Records shown Start Marker

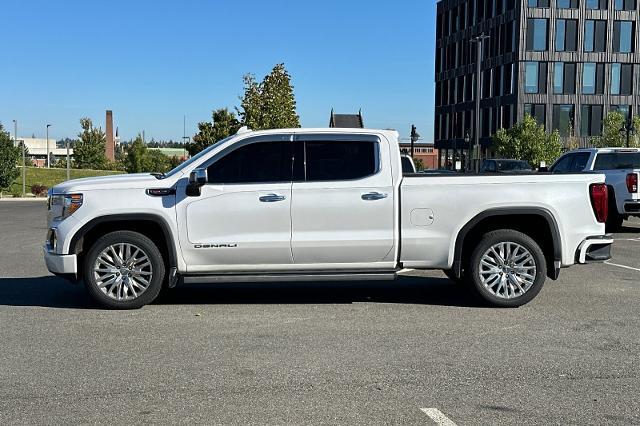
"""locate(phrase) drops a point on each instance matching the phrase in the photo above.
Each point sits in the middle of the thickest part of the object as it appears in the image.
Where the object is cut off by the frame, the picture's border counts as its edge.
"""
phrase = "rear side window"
(262, 162)
(340, 160)
(580, 161)
(563, 165)
(617, 160)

Records shown End Marker

§ What is needed
Within the records above, each line containing "point" is to be returned.

§ Solved exercise
"""locate(phrase) drops a point on each instance matching the phrase in the photo above.
Each point sits in the middle of the thickest part of the object as it appears in the image.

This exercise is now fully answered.